Directions for this task >>
Give the entries back exactly as they stand, but without pictures.

=-=-=-=-=

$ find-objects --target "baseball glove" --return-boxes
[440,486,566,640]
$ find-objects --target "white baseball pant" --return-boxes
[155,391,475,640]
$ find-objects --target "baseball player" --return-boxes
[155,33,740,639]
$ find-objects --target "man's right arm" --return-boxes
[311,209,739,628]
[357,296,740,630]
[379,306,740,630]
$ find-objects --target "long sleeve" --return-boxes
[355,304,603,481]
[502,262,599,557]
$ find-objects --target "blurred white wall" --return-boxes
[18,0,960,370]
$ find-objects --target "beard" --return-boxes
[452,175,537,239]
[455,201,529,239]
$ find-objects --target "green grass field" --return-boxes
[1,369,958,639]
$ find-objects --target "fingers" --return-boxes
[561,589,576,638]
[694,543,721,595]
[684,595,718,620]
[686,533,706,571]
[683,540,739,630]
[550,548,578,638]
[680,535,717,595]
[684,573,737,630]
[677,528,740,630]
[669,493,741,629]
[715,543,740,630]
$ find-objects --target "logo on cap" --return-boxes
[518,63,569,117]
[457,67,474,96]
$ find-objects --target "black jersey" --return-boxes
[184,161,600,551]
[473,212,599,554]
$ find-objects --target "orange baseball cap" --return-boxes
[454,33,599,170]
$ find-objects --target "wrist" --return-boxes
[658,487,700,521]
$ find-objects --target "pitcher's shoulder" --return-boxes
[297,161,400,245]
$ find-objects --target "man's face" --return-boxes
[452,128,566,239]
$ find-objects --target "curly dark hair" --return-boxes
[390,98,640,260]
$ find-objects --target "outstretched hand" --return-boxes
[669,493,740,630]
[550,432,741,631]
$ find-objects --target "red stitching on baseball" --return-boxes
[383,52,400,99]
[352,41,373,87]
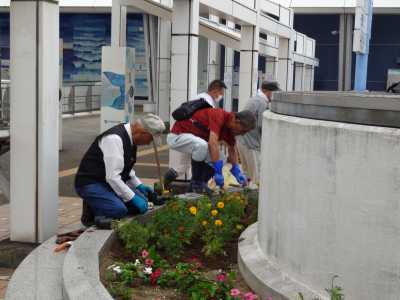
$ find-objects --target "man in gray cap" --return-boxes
[236,81,280,185]
[75,114,165,226]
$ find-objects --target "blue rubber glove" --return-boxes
[136,184,153,195]
[131,193,148,214]
[230,164,248,187]
[213,160,224,188]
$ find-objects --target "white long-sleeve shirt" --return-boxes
[194,92,217,107]
[98,123,142,202]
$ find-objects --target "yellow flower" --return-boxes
[202,220,208,226]
[211,209,218,217]
[217,202,225,209]
[236,224,244,230]
[189,206,197,215]
[215,219,223,226]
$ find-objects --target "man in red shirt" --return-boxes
[167,108,256,193]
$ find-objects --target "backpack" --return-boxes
[172,98,212,121]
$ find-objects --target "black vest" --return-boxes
[75,124,137,188]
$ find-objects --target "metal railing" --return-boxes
[61,82,102,115]
[0,80,10,128]
[0,81,101,125]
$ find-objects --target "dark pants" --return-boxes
[191,160,215,186]
[76,183,141,219]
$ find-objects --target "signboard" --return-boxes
[101,47,136,132]
[353,0,371,54]
[387,69,400,89]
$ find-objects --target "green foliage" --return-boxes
[297,275,345,300]
[195,193,247,256]
[109,191,257,299]
[148,199,198,257]
[158,262,237,300]
[326,275,344,300]
[113,219,149,255]
[108,281,132,300]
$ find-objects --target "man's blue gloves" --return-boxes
[231,163,248,187]
[213,160,224,188]
[136,184,153,195]
[131,193,148,214]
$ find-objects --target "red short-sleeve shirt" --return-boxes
[171,108,236,146]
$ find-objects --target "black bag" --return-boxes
[172,98,211,121]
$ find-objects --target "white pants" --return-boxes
[236,141,260,184]
[167,133,210,162]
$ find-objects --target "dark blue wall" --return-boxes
[295,14,400,91]
[368,15,400,91]
[294,14,340,91]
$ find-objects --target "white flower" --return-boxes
[134,259,141,267]
[143,266,153,275]
[113,266,122,274]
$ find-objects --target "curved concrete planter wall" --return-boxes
[240,110,400,299]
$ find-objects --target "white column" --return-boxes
[294,63,305,91]
[338,14,353,91]
[277,37,294,91]
[239,25,259,111]
[169,0,199,176]
[111,0,127,47]
[10,0,59,243]
[265,56,277,81]
[197,36,209,93]
[223,20,235,112]
[207,14,220,84]
[311,66,315,91]
[59,39,63,151]
[156,14,171,122]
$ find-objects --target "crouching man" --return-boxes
[167,108,256,193]
[75,114,165,226]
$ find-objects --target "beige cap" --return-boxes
[139,113,166,146]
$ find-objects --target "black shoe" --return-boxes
[164,168,178,190]
[81,200,95,227]
[94,216,113,230]
[190,180,205,194]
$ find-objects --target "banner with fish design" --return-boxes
[100,47,135,132]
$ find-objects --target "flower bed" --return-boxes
[101,190,259,300]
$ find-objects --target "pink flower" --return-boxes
[244,292,258,300]
[145,258,154,266]
[230,288,241,297]
[216,273,226,282]
[150,268,161,285]
[141,250,149,258]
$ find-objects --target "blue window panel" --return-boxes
[294,14,340,91]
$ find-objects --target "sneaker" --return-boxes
[81,200,95,227]
[190,180,204,194]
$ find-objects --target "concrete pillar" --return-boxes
[59,39,63,151]
[169,0,199,176]
[311,66,315,91]
[10,0,59,243]
[239,25,259,111]
[207,14,220,84]
[223,20,235,112]
[111,0,127,47]
[277,37,294,91]
[338,14,353,91]
[197,36,209,93]
[156,13,171,122]
[294,62,305,91]
[265,56,277,81]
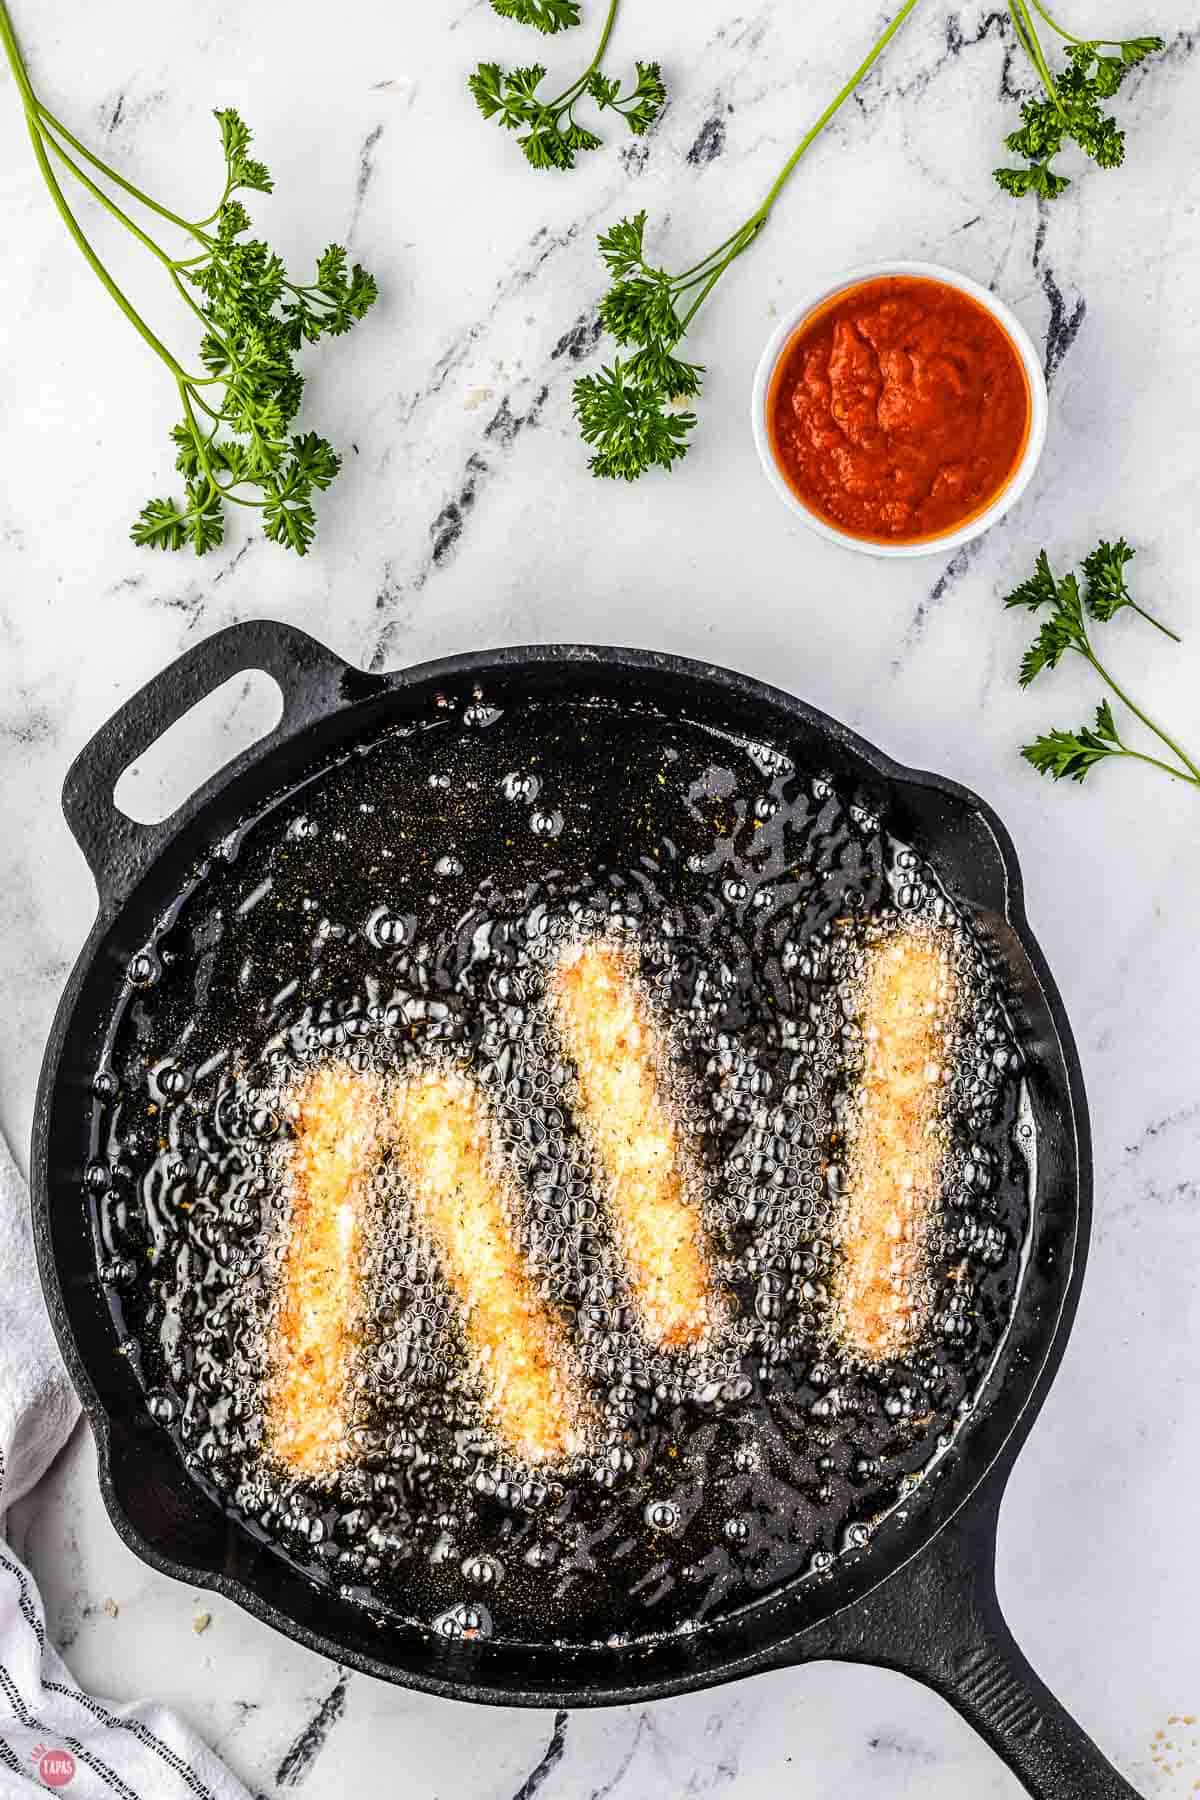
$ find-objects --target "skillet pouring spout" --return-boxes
[33,620,1126,1794]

=-=-=-=-=

Problem solution >>
$ find-objects --target "baseball glove" --return-boxes
[440,486,566,640]
$ find-objects --target "white baseball pant" --return-boxes
[155,391,475,640]
$ find-objects --target "baseball player" --return-boxes
[155,33,740,639]
$ find-objects --target "man's right arm" --return-boxes
[311,209,739,628]
[357,296,740,630]
[379,306,740,630]
$ find-objects --target "long sleeve" --return-boxes
[355,304,603,481]
[502,262,599,557]
$ find-objects --target "blurred white wall" --return-boxes
[18,0,960,370]
$ find-objects --target "beard" --return-boxes
[452,175,537,239]
[455,201,529,239]
$ find-objects --target "green grass field" --return-boxes
[1,369,958,639]
$ find-objects --target "fingers" --return-boxes
[561,589,576,638]
[694,543,721,595]
[684,595,718,620]
[686,533,706,571]
[683,540,739,630]
[550,548,578,638]
[680,535,717,595]
[684,573,737,630]
[677,528,740,630]
[669,493,741,629]
[715,543,740,630]
$ find-objects --target "logo on cap" --return-boxes
[518,63,569,117]
[457,67,474,96]
$ find-objects --target "black jersey" --return-boxes
[184,161,600,551]
[473,212,599,554]
$ find-objects --target "orange baseball cap" --return-boxes
[454,33,599,170]
$ find-objects --target "wrist" --return-boxes
[658,487,700,521]
$ find-objects --target "pitcher's shoulder" --return-boxes
[297,161,400,245]
$ find-objects --target "man's face" --return-boxes
[452,128,566,239]
$ find-objects --target "curly dark hair" --return-boxes
[390,98,640,260]
$ find-objects --target "outstretched hand" --return-boxes
[669,493,740,630]
[550,432,741,631]
$ find-objects --target "red stitching on baseball" --return-boxes
[383,52,400,99]
[352,41,373,87]
$ find-objects --target "man in gray cap" --return-boxes
[236,81,280,185]
[75,114,165,226]
$ find-objects --target "blue rubber glove" --return-boxes
[136,184,153,195]
[131,193,148,214]
[230,164,248,187]
[213,160,224,188]
$ find-objects --target "white long-sleeve shirt" --return-boxes
[194,92,217,107]
[98,123,142,202]
$ find-objects --target "yellow flower" --return-boxes
[202,220,208,226]
[211,209,218,217]
[217,202,225,209]
[236,224,244,230]
[189,206,197,215]
[215,219,223,226]
$ find-objects --target "man in red shirt" --return-boxes
[167,108,256,193]
$ find-objects --target "backpack" --return-boxes
[172,98,212,121]
$ find-objects --target "black vest" --return-boxes
[75,124,137,188]
$ find-objects --target "metal railing" --return-boxes
[61,82,102,115]
[0,80,10,128]
[0,81,101,125]
$ find-objects --target "dark pants" --return-boxes
[191,160,215,186]
[76,183,141,219]
$ find-objects --target "signboard" --return-boxes
[101,47,136,132]
[353,0,371,54]
[387,69,400,89]
$ find-objects --target "green foliage" --return-boxes
[297,275,345,300]
[195,193,247,256]
[109,191,257,299]
[148,199,198,257]
[158,262,237,300]
[326,275,344,300]
[113,219,149,255]
[108,281,132,300]
$ find-objects --target "man's blue gloves" --return-boxes
[231,163,248,187]
[213,160,224,188]
[136,184,153,195]
[131,193,148,214]
$ find-objects --target "red short-sleeve shirt" --return-boxes
[171,108,236,146]
$ find-objects --target "black bag" --return-boxes
[172,98,211,121]
$ find-objects --target "white pants" --return-boxes
[236,141,260,184]
[167,133,210,162]
$ find-objects --target "dark blue wall" --return-boxes
[295,14,400,91]
[368,15,400,91]
[294,14,340,91]
$ find-objects --target "white flower" --return-boxes
[134,259,141,267]
[143,266,153,275]
[113,266,122,274]
$ find-objects --target "curved concrete planter wall" --return-boxes
[240,110,400,299]
$ find-objects --target "white column" --return-boxes
[294,63,305,91]
[338,14,353,91]
[277,37,294,91]
[239,25,259,111]
[169,0,199,176]
[111,0,127,47]
[10,0,59,243]
[265,56,277,81]
[197,36,209,93]
[223,20,235,112]
[207,14,220,84]
[311,66,315,91]
[59,39,63,151]
[156,14,171,122]
$ find-objects --target "crouching man" --return-boxes
[167,108,256,193]
[75,114,165,226]
$ find-objects --target "beige cap" --return-boxes
[139,113,166,146]
$ find-objects --target "black shoe" --return-boxes
[164,168,178,190]
[81,200,95,227]
[94,216,113,230]
[190,180,205,194]
$ find-objects --target "banner with fish design" --return-boxes
[100,47,135,132]
$ find-objects --target "flower bed" --return-boxes
[101,190,259,300]
$ find-objects --target "pink flower" --return-boxes
[244,292,258,300]
[145,258,154,266]
[230,288,241,297]
[216,273,226,282]
[150,268,161,285]
[141,250,149,258]
$ find-objects --target "blue window panel" --return-boxes
[294,14,340,91]
$ find-objects --target "sneaker" --return-boxes
[81,200,95,227]
[190,180,204,194]
$ find-objects --target "concrete pillar" --return-boxes
[59,39,63,151]
[169,0,199,176]
[311,66,315,91]
[10,0,59,243]
[239,25,259,111]
[207,14,220,84]
[223,20,235,112]
[111,0,127,47]
[277,37,294,91]
[338,14,353,91]
[197,36,209,93]
[156,13,171,122]
[294,62,305,91]
[265,56,277,81]
$ find-objects --target "skillet pouring spout" --return-boxes
[33,620,1126,1794]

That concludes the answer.